> Reading text
BEGIN

It would be nicer if we could add some useful labels to this instead
of just a raw seismogram. Perhaps getting some information about
this particular earthquake and the station it was recorded at. We
will use the IRIS
FDSNWS
station
web service to get the station and channels and the USGS
FDSNWS
event
web service to get the earthquake. Since we will have the
locations for the quake and station, we might as well plot them on a
map. We can use
Leaflet
, a
javascript map library
that creates nice looking maps and has lots of flexibility, for this.
Seisplotjs includes leaflet and provides helper functions in the
seisplotjs.leafletutil
module.
We can add some additional styling to size the map. Because the quake and the station are more or less east west of each other, we can use a map that is relatively narrow vertically, but spans the entire window.
<style>
sp-station-quake-map {
height: 300px;
width: 90%;
}
sp-seismograph {
height: 300px;
}
</style>
First, we will create the map in the html, centering it on 34/-100 and at zoom level 5. The World Ocean Base tile layer gives a nice background.
<sp-station-quake-map centerLat="34" centerLon="-100" zoomLevel="5" fitBounds="false"
tileUrl="https://services.arcgisonline.com/arcgis/rest/services/Ocean/World_Ocean_Base/MapServer/tile/{z}/{y}/{x}"

END

> Required work
List every CSS property declaration in the style block of the seisplotjs page above, giving each with the selector it belongs to.

> Extracted information

BEGIN

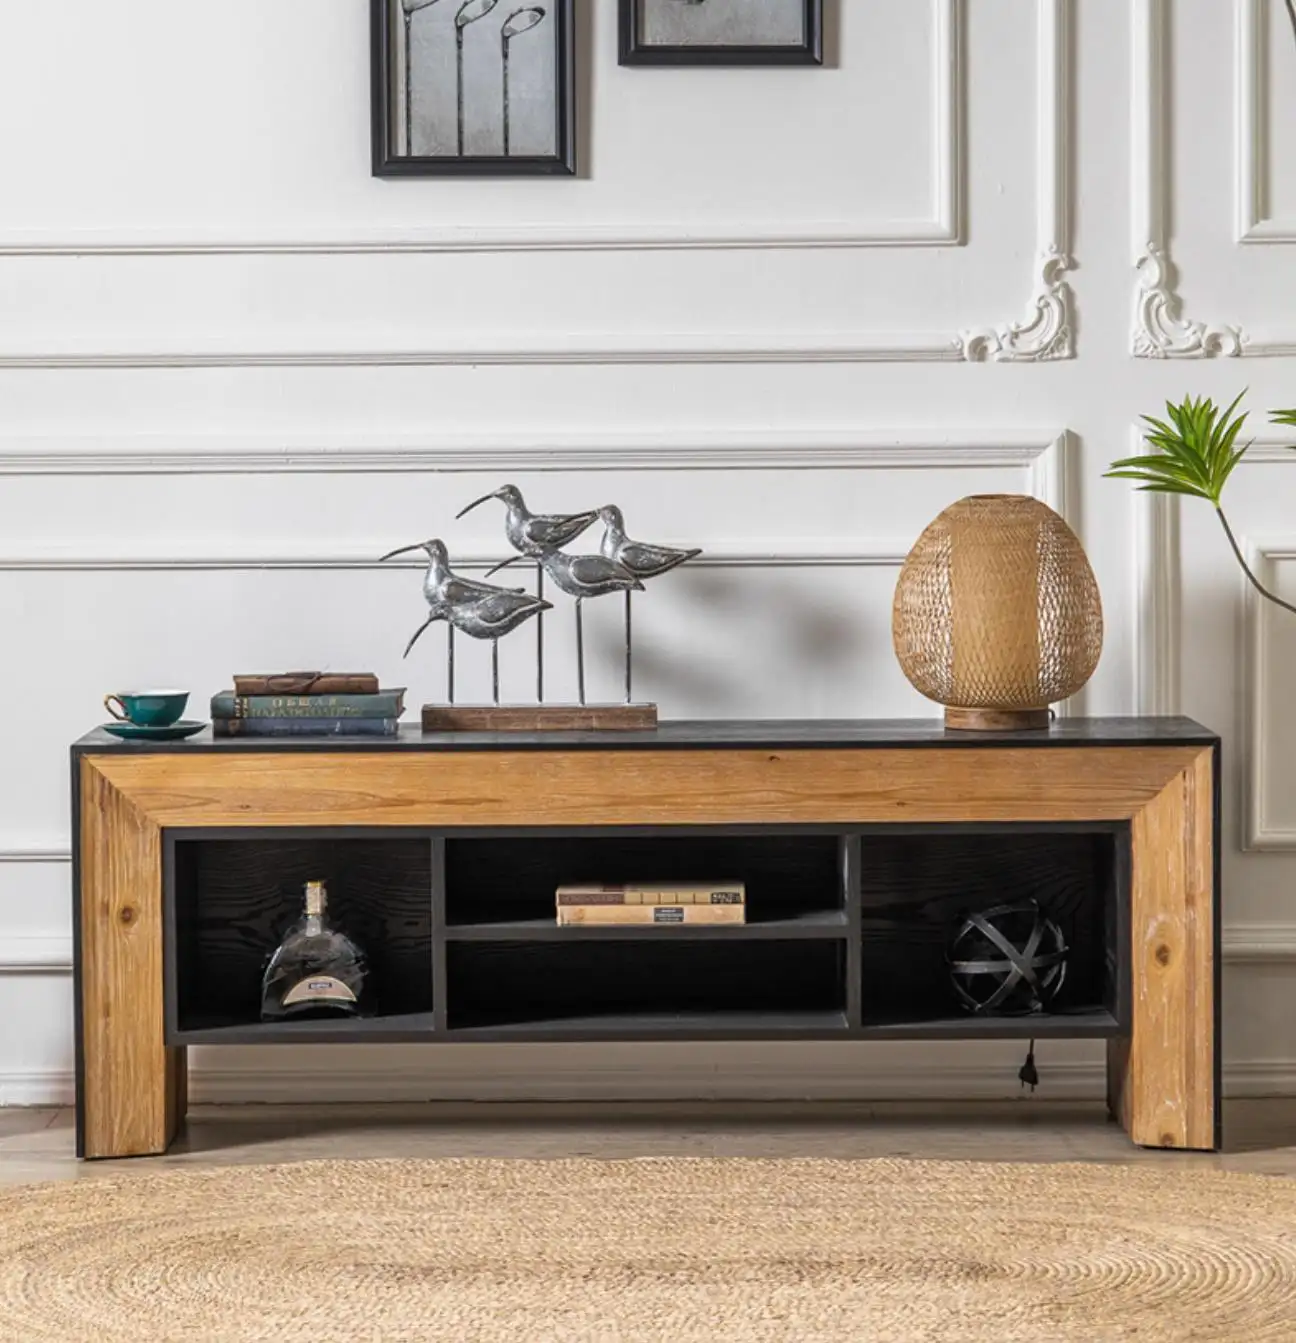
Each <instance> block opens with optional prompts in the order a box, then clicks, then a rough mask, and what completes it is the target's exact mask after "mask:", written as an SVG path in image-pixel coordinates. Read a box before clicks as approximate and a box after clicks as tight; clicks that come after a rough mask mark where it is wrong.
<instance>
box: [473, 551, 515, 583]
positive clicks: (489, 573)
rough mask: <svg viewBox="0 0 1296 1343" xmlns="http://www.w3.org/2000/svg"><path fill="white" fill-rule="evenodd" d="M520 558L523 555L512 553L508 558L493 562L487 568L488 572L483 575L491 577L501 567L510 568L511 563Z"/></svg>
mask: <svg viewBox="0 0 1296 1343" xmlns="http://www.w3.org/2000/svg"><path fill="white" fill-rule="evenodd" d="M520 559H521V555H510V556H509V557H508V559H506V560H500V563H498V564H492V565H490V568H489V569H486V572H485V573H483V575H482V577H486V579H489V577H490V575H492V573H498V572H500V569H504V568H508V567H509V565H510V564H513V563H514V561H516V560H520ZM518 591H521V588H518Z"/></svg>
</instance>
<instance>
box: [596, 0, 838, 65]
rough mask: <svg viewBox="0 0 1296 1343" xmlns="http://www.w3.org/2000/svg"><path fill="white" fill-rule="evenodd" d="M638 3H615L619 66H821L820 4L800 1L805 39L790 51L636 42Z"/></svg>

END
BEGIN

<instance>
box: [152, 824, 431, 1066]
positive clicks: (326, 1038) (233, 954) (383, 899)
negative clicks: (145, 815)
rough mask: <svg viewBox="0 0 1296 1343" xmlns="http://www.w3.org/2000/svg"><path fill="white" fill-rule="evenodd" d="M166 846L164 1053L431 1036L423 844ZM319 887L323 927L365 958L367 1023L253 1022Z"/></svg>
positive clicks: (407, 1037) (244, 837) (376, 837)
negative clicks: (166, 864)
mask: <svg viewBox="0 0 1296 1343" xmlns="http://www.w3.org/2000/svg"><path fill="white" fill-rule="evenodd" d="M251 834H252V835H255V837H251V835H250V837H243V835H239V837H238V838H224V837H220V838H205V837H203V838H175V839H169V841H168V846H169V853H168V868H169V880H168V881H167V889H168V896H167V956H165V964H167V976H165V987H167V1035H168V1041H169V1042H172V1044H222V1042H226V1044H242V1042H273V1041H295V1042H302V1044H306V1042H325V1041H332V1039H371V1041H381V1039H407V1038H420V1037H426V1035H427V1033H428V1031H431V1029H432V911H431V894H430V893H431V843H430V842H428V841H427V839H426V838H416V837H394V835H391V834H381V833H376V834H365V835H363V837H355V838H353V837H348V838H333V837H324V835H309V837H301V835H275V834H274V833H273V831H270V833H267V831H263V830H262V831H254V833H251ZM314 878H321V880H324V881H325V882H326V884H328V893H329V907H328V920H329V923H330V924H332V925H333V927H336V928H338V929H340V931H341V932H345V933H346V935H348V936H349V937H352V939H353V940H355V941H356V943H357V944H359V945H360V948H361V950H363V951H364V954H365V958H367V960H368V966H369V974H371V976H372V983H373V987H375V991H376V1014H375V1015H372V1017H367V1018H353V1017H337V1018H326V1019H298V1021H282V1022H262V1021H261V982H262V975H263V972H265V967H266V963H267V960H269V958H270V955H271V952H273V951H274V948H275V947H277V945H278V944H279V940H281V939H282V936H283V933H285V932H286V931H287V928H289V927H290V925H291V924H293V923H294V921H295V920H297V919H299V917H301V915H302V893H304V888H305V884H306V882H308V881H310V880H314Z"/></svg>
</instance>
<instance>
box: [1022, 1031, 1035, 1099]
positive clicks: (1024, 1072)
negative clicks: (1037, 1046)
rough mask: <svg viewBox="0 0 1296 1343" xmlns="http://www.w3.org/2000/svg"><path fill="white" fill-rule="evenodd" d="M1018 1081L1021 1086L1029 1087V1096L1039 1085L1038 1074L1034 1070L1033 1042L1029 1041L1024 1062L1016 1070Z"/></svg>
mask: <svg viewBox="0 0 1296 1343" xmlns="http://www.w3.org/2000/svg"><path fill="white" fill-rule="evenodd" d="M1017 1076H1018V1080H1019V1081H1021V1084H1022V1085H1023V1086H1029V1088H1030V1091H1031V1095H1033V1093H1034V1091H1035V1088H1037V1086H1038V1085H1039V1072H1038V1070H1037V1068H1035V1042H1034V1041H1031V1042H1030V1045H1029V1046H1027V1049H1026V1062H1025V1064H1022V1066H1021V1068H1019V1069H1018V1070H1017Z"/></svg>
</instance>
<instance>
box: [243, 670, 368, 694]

END
BEGIN

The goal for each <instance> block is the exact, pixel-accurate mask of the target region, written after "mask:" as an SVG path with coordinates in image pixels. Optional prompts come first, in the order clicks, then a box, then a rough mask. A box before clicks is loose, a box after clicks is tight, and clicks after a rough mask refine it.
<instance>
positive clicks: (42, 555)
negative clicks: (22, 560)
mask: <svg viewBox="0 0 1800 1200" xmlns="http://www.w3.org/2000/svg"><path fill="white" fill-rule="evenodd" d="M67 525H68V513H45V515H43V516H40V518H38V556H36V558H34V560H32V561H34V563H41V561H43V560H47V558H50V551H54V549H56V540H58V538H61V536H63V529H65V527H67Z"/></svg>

END

> Solution to this problem
- sp-station-quake-map: height: 300px;
- sp-station-quake-map: width: 90%;
- sp-seismograph: height: 300px;